Collected data entries
>> Start

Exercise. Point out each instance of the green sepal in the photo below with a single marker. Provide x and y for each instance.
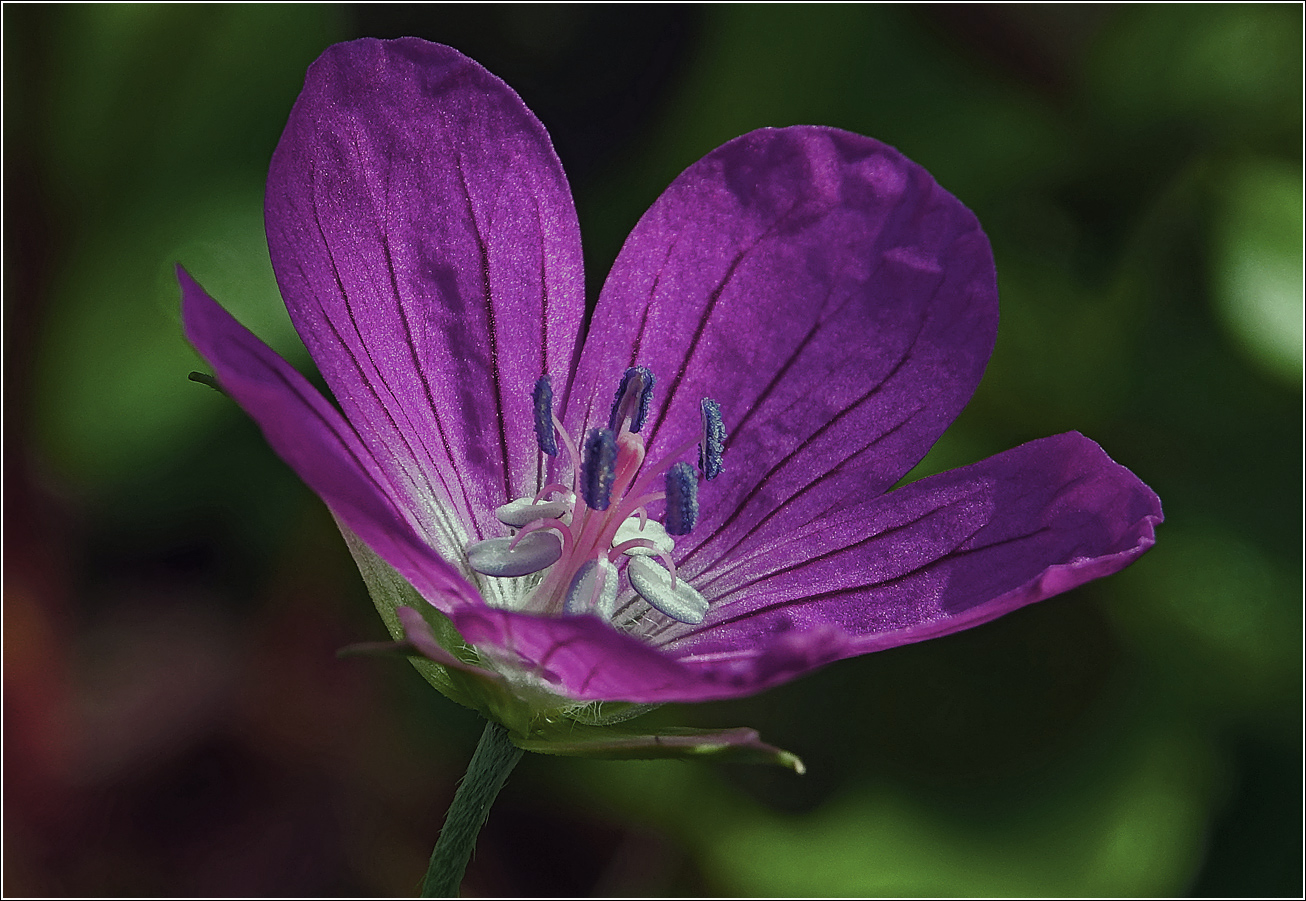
(472, 687)
(536, 721)
(573, 739)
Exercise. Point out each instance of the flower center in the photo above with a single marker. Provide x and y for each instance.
(577, 537)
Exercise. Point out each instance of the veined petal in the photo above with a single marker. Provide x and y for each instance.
(836, 302)
(318, 443)
(425, 239)
(935, 556)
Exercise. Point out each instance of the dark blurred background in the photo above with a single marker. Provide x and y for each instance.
(175, 717)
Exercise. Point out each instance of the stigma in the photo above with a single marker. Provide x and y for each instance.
(577, 542)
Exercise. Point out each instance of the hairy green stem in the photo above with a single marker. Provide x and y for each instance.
(489, 769)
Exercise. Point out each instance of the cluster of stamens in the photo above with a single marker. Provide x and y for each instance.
(575, 537)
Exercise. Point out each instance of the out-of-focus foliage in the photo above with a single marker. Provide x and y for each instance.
(175, 718)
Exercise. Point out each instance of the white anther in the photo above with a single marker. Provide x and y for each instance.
(593, 589)
(524, 509)
(682, 603)
(652, 532)
(536, 551)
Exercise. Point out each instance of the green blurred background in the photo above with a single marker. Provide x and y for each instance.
(176, 721)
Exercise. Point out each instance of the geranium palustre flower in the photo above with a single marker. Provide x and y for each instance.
(690, 496)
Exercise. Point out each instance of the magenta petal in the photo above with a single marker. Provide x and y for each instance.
(835, 300)
(318, 443)
(425, 240)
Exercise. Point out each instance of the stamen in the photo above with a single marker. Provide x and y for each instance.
(654, 584)
(598, 469)
(496, 556)
(713, 439)
(649, 532)
(632, 400)
(593, 589)
(543, 397)
(523, 511)
(682, 499)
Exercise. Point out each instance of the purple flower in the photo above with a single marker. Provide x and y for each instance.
(799, 315)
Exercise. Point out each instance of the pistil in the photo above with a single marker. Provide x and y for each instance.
(577, 536)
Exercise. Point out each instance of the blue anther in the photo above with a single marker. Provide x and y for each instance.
(682, 499)
(632, 400)
(598, 469)
(713, 443)
(543, 397)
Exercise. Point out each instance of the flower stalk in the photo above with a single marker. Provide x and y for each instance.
(491, 764)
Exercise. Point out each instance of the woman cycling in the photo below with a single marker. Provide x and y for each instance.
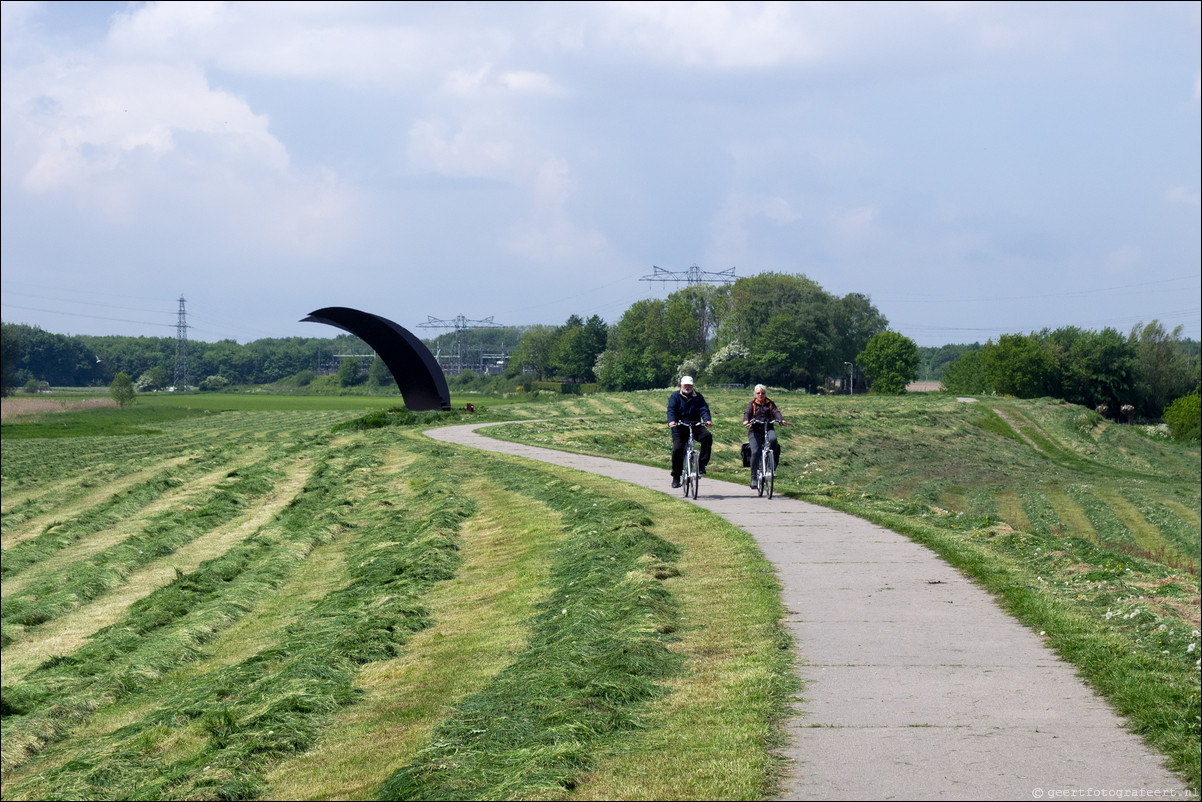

>> End

**WHAT IS EXPECTED:**
Count the lines in the entries above that contain the string "blurred", and reply with the number alone.

**RESULT FOR THIS TASK:**
2